[BEGIN MATERIAL SHOWN]
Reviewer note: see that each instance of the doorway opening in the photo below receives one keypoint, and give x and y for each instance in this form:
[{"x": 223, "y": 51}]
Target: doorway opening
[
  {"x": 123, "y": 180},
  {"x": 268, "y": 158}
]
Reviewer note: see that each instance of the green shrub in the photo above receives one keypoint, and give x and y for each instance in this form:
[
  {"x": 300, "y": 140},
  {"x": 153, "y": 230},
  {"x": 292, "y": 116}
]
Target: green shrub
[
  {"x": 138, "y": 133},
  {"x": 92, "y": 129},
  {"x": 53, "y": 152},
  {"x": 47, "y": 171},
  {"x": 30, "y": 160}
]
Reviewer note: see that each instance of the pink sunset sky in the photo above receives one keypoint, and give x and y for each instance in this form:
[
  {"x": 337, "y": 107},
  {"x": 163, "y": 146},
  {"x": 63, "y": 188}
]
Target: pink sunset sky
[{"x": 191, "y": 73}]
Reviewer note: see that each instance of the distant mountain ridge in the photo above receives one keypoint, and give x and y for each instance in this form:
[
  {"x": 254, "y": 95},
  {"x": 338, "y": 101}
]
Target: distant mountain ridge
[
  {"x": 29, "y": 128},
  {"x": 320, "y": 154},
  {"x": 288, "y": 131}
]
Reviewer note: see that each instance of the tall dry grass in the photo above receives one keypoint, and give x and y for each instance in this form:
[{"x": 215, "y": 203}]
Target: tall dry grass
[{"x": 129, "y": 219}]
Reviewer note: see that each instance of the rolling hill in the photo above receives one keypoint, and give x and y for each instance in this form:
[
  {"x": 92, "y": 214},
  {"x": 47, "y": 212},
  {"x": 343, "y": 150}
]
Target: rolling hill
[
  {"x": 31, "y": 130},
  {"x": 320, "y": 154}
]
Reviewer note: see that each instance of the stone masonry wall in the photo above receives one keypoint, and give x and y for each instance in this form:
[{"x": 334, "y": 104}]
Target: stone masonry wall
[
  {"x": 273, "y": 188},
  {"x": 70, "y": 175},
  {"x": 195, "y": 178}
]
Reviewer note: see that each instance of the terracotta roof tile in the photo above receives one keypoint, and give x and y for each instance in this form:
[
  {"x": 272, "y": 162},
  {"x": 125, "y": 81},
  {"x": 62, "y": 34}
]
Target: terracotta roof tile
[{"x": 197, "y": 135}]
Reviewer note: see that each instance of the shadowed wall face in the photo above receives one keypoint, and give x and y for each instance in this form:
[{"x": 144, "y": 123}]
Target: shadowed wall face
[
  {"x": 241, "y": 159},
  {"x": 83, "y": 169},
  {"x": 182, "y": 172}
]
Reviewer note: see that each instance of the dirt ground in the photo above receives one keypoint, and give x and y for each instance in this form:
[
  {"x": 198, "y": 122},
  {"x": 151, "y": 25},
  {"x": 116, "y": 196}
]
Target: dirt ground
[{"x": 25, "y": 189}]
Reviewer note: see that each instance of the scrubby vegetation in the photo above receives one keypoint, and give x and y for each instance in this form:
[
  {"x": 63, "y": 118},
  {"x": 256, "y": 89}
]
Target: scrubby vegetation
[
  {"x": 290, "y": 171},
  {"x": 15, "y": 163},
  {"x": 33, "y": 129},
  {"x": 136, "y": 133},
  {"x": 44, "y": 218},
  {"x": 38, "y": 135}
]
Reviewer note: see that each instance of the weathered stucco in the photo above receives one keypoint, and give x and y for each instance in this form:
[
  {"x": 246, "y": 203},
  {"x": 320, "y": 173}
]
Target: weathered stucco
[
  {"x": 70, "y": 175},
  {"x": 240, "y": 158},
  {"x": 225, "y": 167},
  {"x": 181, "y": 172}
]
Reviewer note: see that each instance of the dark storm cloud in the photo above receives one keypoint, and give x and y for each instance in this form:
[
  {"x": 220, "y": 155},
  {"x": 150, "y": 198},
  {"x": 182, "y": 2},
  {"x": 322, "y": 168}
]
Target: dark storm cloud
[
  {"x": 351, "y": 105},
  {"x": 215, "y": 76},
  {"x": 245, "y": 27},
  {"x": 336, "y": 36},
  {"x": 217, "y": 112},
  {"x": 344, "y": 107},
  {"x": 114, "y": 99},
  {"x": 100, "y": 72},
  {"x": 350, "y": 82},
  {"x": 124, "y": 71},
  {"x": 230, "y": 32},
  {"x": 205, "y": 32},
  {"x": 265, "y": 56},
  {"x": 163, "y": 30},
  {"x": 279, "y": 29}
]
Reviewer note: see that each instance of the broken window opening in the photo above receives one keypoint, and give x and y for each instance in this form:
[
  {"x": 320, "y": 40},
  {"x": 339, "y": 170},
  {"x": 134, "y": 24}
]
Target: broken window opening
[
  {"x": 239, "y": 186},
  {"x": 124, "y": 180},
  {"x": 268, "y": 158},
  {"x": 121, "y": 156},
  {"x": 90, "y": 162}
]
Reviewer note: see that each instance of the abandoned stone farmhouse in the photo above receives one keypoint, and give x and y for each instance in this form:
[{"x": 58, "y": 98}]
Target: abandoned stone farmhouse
[END MATERIAL SHOWN]
Give the data from the line containing "Reviewer note: see that each instance of the broken" through the end of the data above, both ends included, as a JSON list of strings with one string per line, leaving out blank lines.

RESPONSE TO THIS TASK:
[
  "Reviewer note: see that each instance of the broken window opening in the photo above receives one keypoint, and give x and y for each instance in this form:",
  "[",
  "  {\"x\": 320, \"y\": 40},",
  "  {\"x\": 339, \"y\": 170},",
  "  {\"x\": 134, \"y\": 24}",
  "]",
  "Target: broken window opening",
  "[",
  "  {\"x\": 239, \"y\": 186},",
  "  {\"x\": 124, \"y\": 180},",
  "  {\"x\": 268, \"y\": 158},",
  "  {\"x\": 121, \"y\": 156},",
  "  {\"x\": 90, \"y\": 162}",
  "]",
  "Reviewer note: see that each instance of the abandoned stone farmhouse in the photo above receives one keypoint, and give x and y for each instance in this form:",
  "[{\"x\": 58, \"y\": 98}]",
  "Target: abandoned stone farmhouse"
]